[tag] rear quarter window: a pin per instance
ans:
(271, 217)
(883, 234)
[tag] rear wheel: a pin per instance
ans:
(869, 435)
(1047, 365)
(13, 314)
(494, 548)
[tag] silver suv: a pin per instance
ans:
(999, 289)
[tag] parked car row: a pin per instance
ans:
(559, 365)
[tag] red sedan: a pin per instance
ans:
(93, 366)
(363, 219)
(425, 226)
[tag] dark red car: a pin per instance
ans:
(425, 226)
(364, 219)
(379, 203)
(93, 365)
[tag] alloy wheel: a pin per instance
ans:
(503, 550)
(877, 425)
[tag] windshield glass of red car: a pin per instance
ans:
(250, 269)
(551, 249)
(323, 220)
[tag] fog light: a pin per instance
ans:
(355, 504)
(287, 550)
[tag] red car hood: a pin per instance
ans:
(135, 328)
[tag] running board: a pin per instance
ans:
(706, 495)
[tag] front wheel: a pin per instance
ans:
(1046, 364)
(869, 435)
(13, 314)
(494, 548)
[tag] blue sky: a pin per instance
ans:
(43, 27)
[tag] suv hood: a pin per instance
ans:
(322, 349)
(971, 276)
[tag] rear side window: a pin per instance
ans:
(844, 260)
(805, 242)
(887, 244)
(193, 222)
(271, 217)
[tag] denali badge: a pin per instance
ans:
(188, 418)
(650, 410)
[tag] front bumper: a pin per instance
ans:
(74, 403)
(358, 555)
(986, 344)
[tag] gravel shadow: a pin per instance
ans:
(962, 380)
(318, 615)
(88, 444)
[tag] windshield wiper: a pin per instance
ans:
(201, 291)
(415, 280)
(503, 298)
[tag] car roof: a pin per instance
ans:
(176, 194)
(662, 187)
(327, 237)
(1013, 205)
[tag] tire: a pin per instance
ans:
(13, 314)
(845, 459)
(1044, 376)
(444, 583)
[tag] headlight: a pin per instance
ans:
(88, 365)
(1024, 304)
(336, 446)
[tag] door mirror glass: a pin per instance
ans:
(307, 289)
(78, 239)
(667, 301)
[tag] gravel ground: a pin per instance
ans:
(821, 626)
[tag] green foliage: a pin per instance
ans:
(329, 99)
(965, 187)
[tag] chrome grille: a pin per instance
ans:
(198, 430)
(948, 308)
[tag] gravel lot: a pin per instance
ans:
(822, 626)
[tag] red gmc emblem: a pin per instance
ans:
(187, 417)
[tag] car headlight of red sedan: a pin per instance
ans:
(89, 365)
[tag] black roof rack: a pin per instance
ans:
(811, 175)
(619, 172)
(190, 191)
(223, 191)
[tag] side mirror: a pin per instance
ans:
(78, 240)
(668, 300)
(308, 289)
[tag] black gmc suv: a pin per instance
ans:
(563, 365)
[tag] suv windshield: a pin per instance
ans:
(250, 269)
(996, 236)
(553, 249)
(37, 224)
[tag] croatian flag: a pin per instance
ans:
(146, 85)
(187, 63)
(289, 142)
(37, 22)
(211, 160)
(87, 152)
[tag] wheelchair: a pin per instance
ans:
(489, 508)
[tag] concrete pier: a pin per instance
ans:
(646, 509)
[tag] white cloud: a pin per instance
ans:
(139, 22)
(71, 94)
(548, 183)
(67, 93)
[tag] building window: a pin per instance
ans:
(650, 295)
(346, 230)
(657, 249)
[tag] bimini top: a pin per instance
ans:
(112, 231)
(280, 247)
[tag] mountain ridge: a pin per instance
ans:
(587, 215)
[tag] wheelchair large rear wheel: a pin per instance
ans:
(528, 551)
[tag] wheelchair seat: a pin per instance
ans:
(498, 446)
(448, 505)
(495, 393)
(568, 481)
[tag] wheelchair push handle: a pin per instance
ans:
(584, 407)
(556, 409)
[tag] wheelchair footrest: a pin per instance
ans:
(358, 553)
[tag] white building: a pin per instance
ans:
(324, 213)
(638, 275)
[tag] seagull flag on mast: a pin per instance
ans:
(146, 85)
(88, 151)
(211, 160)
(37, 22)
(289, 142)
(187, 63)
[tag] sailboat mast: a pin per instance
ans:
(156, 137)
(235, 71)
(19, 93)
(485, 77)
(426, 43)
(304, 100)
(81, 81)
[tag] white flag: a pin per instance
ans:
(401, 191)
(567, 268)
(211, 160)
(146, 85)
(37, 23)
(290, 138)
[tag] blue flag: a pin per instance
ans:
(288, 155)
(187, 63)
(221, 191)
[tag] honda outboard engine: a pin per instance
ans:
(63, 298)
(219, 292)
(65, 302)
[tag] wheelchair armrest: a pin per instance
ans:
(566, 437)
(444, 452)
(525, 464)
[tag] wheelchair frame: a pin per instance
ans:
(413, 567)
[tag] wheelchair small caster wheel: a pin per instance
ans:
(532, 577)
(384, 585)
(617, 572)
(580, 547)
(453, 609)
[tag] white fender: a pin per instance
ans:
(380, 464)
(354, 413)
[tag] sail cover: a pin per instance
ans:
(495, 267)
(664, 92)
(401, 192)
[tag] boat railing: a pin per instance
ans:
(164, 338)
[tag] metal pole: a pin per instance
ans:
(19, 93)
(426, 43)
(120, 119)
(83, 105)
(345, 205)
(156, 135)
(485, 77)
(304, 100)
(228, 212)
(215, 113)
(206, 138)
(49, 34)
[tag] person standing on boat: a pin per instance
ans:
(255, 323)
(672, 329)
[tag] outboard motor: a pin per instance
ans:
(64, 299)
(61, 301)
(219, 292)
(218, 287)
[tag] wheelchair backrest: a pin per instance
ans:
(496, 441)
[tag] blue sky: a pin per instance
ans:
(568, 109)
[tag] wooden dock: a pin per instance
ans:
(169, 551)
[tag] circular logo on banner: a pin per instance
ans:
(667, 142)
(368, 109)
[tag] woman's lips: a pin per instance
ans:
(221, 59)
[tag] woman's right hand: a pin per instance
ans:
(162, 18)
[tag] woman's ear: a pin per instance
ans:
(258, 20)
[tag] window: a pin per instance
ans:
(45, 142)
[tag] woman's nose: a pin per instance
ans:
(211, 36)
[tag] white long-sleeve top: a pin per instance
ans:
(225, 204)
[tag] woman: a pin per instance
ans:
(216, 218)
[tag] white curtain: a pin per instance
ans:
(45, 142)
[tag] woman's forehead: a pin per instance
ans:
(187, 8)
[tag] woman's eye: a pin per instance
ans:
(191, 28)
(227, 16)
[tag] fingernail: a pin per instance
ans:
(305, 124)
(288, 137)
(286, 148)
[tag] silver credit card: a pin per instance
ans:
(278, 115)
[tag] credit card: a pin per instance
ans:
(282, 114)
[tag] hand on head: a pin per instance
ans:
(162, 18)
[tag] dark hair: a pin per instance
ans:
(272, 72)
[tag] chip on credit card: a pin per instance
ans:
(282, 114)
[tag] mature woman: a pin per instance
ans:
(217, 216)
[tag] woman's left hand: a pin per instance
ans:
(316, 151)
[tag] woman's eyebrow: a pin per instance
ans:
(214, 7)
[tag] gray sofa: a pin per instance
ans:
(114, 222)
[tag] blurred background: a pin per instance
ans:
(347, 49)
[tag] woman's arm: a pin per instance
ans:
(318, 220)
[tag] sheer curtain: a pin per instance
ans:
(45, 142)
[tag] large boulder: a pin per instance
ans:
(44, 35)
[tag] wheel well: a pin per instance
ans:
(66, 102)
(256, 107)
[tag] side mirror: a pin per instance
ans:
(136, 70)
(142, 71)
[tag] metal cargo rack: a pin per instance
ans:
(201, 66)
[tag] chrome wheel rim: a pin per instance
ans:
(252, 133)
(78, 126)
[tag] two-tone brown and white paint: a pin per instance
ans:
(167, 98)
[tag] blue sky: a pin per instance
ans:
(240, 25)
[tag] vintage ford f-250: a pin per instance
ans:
□ □ □ □ □ □ □
Activity:
Of the lines above, output exactly those from the line bearing "[tag] outboard motor: a pin per instance" through the line bearing "[tag] woman: a pin per instance", inclusive.

The completed task:
[tag] outboard motor: a pin per instance
ans:
(64, 299)
(61, 301)
(219, 292)
(218, 287)
[tag] wheelchair backrest: a pin per instance
ans:
(496, 441)
[tag] blue sky: a pin per instance
ans:
(568, 109)
[tag] wooden dock: a pin per instance
ans:
(169, 551)
[tag] circular logo on banner: a pin per instance
ans:
(667, 142)
(368, 109)
[tag] woman's lips: a pin per instance
ans:
(221, 59)
[tag] woman's right hand: a pin per instance
ans:
(162, 18)
[tag] woman's ear: a pin per instance
ans:
(258, 20)
[tag] window: a pin per instance
ans:
(45, 142)
[tag] woman's nose: a pin per instance
ans:
(211, 36)
[tag] white long-sleeve top: a pin per instance
ans:
(225, 204)
[tag] woman: a pin per instance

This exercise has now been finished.